Given passage Block Start

9-11 Whackjobs for Stupidity
I heard James Fetzer of 9-11 Scholars for Truth speak today in Chicago, where he presented his nutty theories in a detailed form that makes me worry at how many people buy into these unbelievably stupid ideas. While the conversation sometimes strayed into other conspiracies (LBJ had JFK killed, Paul Wellstone was assassinated by a "directed energy weapon" used against his plane, and E. Howard Hunt was murdered via "pnemonia" this week), the 9-11 nonsense occupied plenty of time. This is truly the greatest conspiracy ever conceived. It makes "The Da Vinci Code" seem like a tame and totally believable tale by comparison.
But there is an important academic freedom issue here: when should someone be fired for being a moron? The problem here is that Fetzer, for example, calls for "objective and scientific" analysis of 9-11. Who will decide what opinions are merely unpopular and what views are legitimate to fire someone? The efforts to fire an instructor at Madison proved troubling, as did BYU forcing out professor Steven Jones. Actually, Fetzer has split from Jones (they're fighting over a domain name) because Jones thinks thermite explosives brought down the twin towers, while Fetzer concludes this is impossible and therefore suggests that it must have been destroyed by "lasers, masers, plasmoids," which might be the most idiotic theory ever conceived.

Given passage Block End
Material provided Block Start

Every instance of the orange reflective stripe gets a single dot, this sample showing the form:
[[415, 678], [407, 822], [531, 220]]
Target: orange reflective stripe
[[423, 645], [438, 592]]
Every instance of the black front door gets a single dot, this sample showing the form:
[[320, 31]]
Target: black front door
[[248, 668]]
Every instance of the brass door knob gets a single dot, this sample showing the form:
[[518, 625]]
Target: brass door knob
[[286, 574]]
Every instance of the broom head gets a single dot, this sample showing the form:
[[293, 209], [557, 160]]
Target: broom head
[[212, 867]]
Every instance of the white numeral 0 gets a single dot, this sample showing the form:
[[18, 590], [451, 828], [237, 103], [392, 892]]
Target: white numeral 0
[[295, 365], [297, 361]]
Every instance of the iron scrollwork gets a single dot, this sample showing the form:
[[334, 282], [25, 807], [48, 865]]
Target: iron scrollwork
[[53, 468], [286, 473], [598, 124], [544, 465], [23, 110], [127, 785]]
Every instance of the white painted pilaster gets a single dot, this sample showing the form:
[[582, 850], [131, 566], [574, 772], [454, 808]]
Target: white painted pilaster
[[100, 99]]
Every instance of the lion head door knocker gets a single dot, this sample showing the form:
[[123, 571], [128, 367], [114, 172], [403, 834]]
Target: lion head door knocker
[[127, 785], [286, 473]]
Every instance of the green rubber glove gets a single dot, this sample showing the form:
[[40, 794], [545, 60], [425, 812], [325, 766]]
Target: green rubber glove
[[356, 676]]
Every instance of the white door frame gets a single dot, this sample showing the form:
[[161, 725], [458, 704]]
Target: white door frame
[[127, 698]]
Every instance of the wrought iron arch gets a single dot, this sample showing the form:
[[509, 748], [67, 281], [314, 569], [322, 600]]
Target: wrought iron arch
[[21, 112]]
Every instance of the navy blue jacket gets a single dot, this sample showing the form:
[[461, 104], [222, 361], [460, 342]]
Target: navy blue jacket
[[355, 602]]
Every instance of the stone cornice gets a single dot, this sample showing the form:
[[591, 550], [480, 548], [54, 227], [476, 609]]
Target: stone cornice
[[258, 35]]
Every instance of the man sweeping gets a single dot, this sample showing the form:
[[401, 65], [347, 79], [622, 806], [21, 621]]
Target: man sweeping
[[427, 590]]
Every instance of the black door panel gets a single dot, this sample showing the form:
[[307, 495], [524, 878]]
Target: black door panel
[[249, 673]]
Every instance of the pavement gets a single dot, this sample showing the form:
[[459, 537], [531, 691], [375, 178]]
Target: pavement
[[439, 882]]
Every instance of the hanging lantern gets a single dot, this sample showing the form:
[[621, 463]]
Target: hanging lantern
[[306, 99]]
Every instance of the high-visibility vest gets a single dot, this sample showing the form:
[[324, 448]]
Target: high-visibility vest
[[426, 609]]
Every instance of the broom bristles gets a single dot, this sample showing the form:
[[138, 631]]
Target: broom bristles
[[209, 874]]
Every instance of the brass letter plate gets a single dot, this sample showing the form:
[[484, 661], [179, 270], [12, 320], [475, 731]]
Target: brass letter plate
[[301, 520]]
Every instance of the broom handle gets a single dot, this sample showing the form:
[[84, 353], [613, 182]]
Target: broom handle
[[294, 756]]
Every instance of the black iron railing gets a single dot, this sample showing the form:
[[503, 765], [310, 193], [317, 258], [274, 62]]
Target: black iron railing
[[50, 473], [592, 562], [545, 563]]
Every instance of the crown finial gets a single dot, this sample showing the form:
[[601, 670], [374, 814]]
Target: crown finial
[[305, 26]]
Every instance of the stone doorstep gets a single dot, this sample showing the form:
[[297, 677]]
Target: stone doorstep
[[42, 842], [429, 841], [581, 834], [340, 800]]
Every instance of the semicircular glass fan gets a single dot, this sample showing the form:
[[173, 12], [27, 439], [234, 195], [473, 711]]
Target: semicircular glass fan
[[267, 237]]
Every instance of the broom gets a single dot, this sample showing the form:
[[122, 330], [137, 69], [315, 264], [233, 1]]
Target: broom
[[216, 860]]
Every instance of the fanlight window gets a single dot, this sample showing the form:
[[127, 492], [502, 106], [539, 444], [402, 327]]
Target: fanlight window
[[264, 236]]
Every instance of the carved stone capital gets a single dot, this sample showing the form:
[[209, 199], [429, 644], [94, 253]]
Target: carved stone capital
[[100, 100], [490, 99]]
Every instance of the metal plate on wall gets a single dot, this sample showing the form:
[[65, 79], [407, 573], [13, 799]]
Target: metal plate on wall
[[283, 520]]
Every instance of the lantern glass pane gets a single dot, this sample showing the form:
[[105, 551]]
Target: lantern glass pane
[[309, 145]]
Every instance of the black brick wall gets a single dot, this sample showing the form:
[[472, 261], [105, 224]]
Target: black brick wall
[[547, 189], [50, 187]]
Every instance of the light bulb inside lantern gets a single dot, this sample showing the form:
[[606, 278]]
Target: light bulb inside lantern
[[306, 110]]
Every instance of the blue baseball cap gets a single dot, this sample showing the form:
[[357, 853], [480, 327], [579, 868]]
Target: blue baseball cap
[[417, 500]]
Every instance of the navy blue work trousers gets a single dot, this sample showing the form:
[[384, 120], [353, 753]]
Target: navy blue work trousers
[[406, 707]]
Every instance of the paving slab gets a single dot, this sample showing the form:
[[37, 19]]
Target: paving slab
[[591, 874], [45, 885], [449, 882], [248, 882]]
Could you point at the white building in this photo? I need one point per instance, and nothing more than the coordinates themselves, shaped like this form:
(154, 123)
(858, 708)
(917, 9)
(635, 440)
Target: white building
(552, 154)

Material provided Block End

● Apply what you read
• 1. In the 9-11 post above, which university forced out professor Steven Jones?
• 2. Condense the 9-11 post's paragraph beginning "But there is an important academic freedom issue here" into a shorter paragraph that keeps its main facts.
• 3. List every person named in the 9-11 post.

● Solutions to each task
• 1. BYU

• 2. The paragraph asks when someone should be fired for being a moron. Because Fetzer calls for "objective and scientific" analysis of 9-11, it is unclear who should decide which opinions are merely unpopular and which justify firing. The efforts to fire an instructor at Madison and BYU's forcing out of professor Steven Jones were troubling. Fetzer has split from Jones, and the two are fighting over a domain name. Jones thinks thermite explosives brought down the twin towers. Fetzer says that is impossible and suggests "lasers, masers, plasmoids," which the author calls perhaps the most idiotic theory ever conceived.

• 3.
- James Fetzer
- LBJ
- JFK
- Paul Wellstone
- E. Howard Hunt
- Steven Jones